▶ _Provided passage_
The Fault in Our Stars, like author John Green’s hugely popular young adult novel on which it is based, starts with its protagonist, Hazel Grace Lancaster (Shailene Woodley), addressing the audience and warning them that her story isn’t like what you usually see in the movies. You see, she was diagnosed with cancer when she was only thirteen years old, and even if her story features young people falling in love, it is not a pretty love story. Hazel’s story is not a story, it’s the truth, and it sucks. This is a very ambitious statement for a movie to make right at the beginning. Especially a movie made by a big Hollywood studio whose business model doesn’t rely in realistically painful movies, but in fantastical escapism. It’s actually refreshing, and somewhat daring, that young audiences are flocking to a summer movie just to see the human drama of terminally ill teenagers. This is all to say that, while The Fault in Our Stars certainly gets a lot of points for its effort, it can’t really live up to its opening statement.
This is particularly frustrating, because of how close the movie comes to working. The movie is a big melodramatic tearjerker, and I am not ashamed to admit that my eyes got very watery at many points during the movie. This happened, mostly, thanks to the performances by Shailene Woodley (who remains the best actress of her generation at making the audience believe she is a regular teenager), and by the great Laura Dern, who makes a fantastic job out of the few meaty scenes she gets playing Hazel’s mother. These ladies are so in-tune with their characters that just their facial expressions are enough to get the tears rolling. Whenever I was with them -or with almost anyone in the cast, which doesn’t get that much to do, but is full of tender and effective performances, like those by Sam Trammell and Nat Wolff- I was being swept away by the drama of the situation. However, The Fault in Our Stars is not only about a girl struggling with cancer. It is also a romance, and it’s on that front that the movie disappoints.

Region pointing data:
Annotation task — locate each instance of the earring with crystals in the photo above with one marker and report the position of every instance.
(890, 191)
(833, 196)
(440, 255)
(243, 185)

▶ _Exercise objective_
Reproduce the review of The Fault in Our Stars above in full, word for word.

▶ _Solution for this task_
The Fault in Our Stars, like author John Green’s hugely popular young adult novel on which it is based, starts with its protagonist, Hazel Grace Lancaster (Shailene Woodley), addressing the audience and warning them that her story isn’t like what you usually see in the movies. You see, she was diagnosed with cancer when she was only thirteen years old, and even if her story features young people falling in love, it is not a pretty love story. Hazel’s story is not a story, it’s the truth, and it sucks. This is a very ambitious statement for a movie to make right at the beginning. Especially a movie made by a big Hollywood studio whose business model doesn’t rely in realistically painful movies, but in fantastical escapism. It’s actually refreshing, and somewhat daring, that young audiences are flocking to a summer movie just to see the human drama of terminally ill teenagers. This is all to say that, while The Fault in Our Stars certainly gets a lot of points for its effort, it can’t really live up to its opening statement.
This is particularly frustrating, because of how close the movie comes to working. The movie is a big melodramatic tearjerker, and I am not ashamed to admit that my eyes got very watery at many points during the movie. This happened, mostly, thanks to the performances by Shailene Woodley (who remains the best actress of her generation at making the audience believe she is a regular teenager), and by the great Laura Dern, who makes a fantastic job out of the few meaty scenes she gets playing Hazel’s mother. These ladies are so in-tune with their characters that just their facial expressions are enough to get the tears rolling. Whenever I was with them -or with almost anyone in the cast, which doesn’t get that much to do, but is full of tender and effective performances, like those by Sam Trammell and Nat Wolff- I was being swept away by the drama of the situation. However, The Fault in Our Stars is not only about a girl struggling with cancer. It is also a romance, and it’s on that front that the movie disappoints.